# [Your task]
Which lines below contain the word "green"? Report each of them in full, and match case exactly.

# [Material for this exercise]
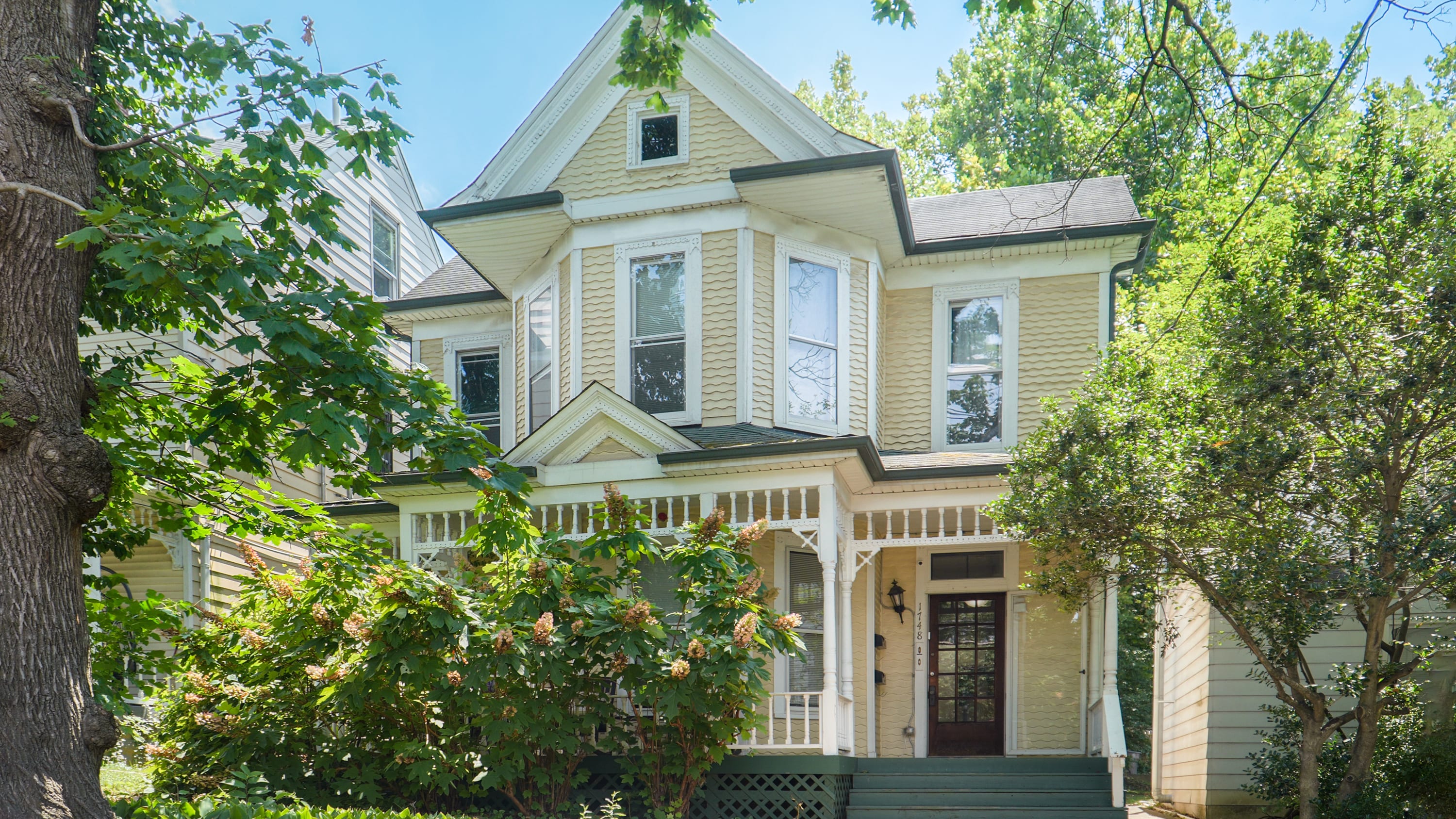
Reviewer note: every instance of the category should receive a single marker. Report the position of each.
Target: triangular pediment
(597, 425)
(583, 99)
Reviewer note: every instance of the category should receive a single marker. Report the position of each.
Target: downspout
(1125, 271)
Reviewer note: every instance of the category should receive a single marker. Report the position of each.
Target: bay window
(975, 360)
(659, 345)
(811, 328)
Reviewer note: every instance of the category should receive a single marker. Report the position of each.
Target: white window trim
(782, 249)
(781, 661)
(455, 347)
(640, 111)
(1009, 290)
(397, 284)
(555, 348)
(692, 249)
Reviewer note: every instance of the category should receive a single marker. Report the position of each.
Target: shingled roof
(453, 278)
(1053, 206)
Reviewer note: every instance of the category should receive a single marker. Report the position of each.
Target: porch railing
(794, 721)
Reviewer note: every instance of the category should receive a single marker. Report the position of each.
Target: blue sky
(472, 70)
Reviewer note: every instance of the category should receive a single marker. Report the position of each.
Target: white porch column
(829, 560)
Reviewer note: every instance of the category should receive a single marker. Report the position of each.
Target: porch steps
(989, 787)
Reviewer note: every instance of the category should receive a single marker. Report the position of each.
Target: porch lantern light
(897, 600)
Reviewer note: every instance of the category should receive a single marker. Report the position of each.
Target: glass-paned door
(967, 678)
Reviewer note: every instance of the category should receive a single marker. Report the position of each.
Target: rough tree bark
(53, 476)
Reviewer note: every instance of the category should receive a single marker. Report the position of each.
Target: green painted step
(865, 798)
(985, 766)
(985, 782)
(908, 812)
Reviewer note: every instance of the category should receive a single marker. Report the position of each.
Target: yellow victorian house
(731, 305)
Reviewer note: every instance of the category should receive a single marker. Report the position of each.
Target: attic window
(657, 137)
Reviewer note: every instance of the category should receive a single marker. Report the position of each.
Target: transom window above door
(660, 334)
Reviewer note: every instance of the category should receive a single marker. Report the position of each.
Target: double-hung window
(385, 254)
(539, 345)
(659, 327)
(660, 334)
(806, 587)
(810, 357)
(480, 379)
(976, 367)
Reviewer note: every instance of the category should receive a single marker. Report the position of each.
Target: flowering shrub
(363, 680)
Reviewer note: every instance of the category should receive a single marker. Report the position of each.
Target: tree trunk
(53, 476)
(1312, 741)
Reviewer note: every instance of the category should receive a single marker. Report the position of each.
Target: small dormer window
(657, 137)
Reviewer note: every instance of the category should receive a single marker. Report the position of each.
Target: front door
(967, 675)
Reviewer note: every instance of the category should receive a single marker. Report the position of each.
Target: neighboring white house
(397, 251)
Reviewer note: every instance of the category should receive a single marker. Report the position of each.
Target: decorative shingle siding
(433, 356)
(564, 332)
(896, 699)
(905, 383)
(597, 318)
(1058, 343)
(1049, 674)
(720, 335)
(763, 329)
(717, 145)
(858, 347)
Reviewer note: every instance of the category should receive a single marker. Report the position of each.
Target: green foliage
(1410, 776)
(504, 677)
(1285, 453)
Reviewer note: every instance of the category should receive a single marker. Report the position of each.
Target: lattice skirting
(745, 787)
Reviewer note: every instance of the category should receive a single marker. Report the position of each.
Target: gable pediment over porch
(597, 425)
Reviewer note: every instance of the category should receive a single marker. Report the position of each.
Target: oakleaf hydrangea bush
(364, 681)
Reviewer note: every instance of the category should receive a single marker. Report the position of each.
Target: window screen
(660, 334)
(966, 565)
(973, 391)
(813, 345)
(659, 137)
(385, 254)
(481, 391)
(807, 600)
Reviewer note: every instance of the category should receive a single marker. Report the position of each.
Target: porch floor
(982, 787)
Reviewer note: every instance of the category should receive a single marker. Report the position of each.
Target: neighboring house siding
(906, 383)
(720, 328)
(1049, 672)
(564, 332)
(858, 347)
(597, 316)
(1058, 341)
(894, 700)
(763, 329)
(717, 145)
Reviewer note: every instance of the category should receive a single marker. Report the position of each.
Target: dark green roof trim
(861, 444)
(427, 302)
(488, 207)
(1136, 228)
(890, 159)
(886, 158)
(415, 479)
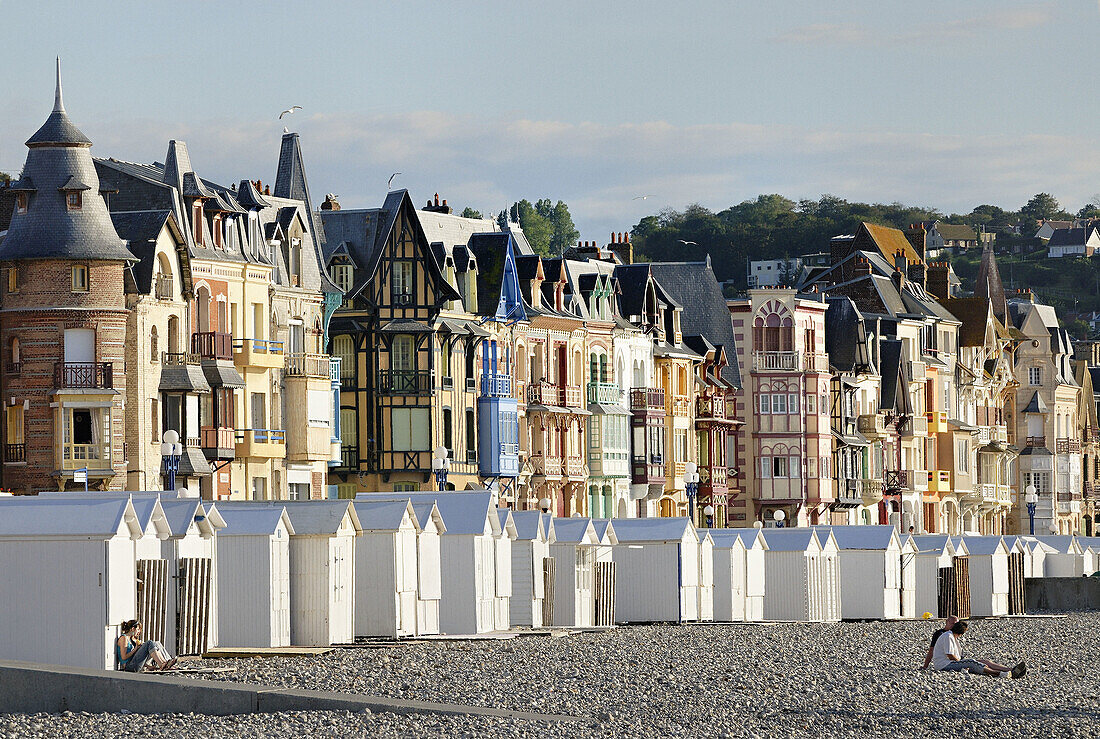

# [Result]
Target: green painted step
Target: green foliage
Target: dark green roof trim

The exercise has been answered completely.